▶ [What is being asked] Put the lines of the records into a JSON list of strings, one string per line and no blank lines, starting at the line that contains "of the rusty" and ending at the last line of the records.

-- -- --

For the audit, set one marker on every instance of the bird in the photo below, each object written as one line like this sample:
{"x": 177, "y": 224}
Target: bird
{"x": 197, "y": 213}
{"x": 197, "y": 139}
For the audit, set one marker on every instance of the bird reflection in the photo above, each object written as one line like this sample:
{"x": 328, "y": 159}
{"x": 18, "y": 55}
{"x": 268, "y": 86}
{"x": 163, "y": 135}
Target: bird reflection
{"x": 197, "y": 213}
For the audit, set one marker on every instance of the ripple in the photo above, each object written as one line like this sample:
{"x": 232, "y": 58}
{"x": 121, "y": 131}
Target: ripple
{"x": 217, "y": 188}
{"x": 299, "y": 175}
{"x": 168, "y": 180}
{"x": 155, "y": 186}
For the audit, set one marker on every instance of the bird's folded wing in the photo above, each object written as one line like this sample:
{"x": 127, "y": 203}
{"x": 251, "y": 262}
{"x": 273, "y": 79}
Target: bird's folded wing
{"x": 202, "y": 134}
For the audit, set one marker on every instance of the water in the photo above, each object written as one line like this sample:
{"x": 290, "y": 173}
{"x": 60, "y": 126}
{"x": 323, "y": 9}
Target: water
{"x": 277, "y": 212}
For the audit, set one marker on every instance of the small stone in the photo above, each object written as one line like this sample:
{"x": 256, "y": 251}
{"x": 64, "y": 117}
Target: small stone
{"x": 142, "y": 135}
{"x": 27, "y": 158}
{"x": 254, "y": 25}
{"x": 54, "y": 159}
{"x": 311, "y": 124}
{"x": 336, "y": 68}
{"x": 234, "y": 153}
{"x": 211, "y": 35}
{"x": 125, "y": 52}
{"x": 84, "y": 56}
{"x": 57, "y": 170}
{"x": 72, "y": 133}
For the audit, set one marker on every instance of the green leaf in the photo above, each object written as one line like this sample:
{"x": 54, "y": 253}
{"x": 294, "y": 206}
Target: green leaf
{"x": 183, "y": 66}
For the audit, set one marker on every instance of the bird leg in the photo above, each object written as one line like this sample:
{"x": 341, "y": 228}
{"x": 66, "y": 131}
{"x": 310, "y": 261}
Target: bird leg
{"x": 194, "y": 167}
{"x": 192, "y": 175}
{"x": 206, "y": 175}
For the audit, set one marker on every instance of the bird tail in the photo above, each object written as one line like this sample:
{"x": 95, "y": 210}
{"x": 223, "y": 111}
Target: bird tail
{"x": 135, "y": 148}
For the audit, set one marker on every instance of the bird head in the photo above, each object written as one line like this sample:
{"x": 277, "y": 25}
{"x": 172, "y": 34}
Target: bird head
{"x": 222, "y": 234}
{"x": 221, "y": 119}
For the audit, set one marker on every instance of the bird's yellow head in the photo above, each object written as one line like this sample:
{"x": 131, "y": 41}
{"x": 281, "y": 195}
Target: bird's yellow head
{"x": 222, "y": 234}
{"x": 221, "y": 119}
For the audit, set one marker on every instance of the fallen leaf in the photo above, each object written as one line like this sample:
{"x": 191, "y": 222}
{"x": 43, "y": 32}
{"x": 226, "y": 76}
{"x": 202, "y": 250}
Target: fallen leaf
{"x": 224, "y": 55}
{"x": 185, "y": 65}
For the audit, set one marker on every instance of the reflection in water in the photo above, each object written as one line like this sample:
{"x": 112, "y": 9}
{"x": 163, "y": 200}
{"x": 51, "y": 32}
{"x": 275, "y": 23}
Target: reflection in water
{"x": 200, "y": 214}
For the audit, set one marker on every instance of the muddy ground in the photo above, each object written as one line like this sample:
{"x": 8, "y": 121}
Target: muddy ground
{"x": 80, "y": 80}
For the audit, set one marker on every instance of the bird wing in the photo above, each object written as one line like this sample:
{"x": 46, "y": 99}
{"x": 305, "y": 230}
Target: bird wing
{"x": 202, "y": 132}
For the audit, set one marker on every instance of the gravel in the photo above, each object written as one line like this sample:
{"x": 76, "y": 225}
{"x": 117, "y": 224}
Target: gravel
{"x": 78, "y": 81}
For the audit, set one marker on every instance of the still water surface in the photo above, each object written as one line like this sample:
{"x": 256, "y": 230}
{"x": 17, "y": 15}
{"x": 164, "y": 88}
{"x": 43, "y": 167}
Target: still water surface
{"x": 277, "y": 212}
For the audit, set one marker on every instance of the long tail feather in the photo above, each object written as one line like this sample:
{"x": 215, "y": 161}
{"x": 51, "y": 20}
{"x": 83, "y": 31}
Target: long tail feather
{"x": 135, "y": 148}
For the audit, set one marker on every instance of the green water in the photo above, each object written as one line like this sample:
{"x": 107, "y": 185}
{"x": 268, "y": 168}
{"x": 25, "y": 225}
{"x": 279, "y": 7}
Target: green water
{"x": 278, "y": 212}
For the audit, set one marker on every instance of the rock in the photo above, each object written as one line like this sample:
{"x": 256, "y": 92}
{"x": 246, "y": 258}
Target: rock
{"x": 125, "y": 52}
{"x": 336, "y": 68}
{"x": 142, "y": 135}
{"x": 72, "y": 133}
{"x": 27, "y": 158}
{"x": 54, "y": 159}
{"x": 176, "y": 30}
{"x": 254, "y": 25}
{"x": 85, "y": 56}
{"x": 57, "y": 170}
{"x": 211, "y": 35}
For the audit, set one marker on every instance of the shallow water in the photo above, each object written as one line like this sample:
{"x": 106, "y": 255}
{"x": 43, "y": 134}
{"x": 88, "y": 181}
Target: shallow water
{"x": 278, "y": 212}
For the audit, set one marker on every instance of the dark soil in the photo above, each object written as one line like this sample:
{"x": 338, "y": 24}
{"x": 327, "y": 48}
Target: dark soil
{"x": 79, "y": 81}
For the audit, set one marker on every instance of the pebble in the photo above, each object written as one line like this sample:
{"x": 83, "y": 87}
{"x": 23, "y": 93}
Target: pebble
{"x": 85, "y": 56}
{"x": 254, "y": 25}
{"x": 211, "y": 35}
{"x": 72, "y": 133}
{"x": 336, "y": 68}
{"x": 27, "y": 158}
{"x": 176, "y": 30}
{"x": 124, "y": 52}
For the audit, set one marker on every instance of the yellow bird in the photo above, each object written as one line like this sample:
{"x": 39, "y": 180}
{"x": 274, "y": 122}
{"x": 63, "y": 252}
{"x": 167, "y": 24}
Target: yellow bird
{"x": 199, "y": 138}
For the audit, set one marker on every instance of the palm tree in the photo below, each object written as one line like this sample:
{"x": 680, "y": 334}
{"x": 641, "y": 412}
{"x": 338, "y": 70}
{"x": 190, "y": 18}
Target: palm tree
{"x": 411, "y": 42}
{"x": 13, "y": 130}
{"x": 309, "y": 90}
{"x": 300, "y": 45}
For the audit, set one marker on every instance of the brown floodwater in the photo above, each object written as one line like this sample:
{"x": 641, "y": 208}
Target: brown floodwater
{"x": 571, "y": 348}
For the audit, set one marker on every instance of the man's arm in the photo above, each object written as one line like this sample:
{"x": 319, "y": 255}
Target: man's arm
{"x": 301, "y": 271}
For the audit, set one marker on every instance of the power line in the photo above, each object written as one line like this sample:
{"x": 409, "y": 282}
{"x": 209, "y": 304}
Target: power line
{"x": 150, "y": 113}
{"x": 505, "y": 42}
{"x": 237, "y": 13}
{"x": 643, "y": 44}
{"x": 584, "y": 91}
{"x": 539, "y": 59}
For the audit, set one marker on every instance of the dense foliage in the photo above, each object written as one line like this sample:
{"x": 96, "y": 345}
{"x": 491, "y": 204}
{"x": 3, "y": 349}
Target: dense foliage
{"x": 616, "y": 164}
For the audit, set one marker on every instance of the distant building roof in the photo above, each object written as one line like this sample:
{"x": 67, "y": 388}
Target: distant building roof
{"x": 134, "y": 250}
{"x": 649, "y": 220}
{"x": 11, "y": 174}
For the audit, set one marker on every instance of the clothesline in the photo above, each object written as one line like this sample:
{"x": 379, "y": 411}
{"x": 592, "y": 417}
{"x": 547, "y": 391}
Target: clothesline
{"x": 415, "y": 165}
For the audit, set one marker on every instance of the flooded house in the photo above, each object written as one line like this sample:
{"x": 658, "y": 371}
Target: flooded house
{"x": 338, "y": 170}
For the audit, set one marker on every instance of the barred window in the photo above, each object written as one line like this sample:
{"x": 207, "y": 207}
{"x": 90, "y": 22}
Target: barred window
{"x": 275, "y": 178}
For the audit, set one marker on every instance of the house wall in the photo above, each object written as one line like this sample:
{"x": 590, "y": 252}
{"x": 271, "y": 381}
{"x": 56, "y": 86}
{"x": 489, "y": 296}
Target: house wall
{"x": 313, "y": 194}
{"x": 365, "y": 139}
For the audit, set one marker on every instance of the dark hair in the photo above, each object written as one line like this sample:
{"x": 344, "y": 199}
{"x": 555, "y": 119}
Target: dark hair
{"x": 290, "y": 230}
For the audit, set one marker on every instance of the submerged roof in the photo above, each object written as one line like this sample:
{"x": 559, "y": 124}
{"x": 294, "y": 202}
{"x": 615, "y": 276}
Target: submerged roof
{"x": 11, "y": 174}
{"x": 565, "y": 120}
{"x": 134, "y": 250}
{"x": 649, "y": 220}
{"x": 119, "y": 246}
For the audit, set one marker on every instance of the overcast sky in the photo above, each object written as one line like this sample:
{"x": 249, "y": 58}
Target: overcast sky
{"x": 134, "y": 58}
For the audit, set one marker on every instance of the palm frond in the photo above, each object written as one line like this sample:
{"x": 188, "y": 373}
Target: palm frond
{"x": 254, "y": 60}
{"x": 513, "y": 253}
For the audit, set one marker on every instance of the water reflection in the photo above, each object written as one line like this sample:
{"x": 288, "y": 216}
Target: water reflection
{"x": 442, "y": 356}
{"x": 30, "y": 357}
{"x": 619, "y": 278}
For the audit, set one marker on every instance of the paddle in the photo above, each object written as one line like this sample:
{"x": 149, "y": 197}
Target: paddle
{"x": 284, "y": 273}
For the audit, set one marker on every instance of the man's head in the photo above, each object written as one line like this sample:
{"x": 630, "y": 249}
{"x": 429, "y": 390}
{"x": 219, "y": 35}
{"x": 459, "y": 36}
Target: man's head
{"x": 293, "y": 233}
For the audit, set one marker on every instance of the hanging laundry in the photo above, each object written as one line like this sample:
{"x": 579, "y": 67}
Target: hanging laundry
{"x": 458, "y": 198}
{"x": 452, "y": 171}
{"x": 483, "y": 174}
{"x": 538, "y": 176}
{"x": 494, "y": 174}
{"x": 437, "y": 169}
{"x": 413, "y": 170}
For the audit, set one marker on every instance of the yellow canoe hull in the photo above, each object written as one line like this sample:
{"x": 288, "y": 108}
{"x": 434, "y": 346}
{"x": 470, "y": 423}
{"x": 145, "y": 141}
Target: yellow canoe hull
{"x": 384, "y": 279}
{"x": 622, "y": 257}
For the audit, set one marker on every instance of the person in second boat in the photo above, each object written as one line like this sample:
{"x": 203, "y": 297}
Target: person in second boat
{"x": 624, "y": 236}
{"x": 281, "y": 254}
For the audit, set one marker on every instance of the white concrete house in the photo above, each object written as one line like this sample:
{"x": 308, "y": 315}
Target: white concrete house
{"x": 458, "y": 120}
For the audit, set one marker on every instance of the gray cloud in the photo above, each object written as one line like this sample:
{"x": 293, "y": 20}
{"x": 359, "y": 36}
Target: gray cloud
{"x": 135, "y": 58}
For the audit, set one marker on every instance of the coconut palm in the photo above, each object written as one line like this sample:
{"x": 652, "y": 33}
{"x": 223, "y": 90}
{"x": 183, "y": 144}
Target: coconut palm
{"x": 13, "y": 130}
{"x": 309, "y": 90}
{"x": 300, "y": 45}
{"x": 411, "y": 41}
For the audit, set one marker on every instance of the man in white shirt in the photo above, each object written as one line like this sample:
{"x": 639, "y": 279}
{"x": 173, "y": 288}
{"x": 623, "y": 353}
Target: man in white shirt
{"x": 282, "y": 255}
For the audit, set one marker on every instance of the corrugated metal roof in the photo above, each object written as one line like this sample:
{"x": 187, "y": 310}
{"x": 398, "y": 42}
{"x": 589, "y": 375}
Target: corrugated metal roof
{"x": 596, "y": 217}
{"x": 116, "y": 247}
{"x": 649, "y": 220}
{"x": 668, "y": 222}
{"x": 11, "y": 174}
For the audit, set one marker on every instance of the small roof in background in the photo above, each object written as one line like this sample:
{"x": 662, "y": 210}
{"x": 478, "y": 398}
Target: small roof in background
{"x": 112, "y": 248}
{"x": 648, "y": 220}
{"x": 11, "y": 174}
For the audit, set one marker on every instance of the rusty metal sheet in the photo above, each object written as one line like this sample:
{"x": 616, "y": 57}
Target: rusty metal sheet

-- -- --

▶ [Result for this task]
[
  "For the audit, set one marker on every instance of the rusty metal sheet in the photo above, each object written as one line like this sample:",
  "{\"x\": 616, \"y\": 57}",
  "Target: rusty metal sheet"
]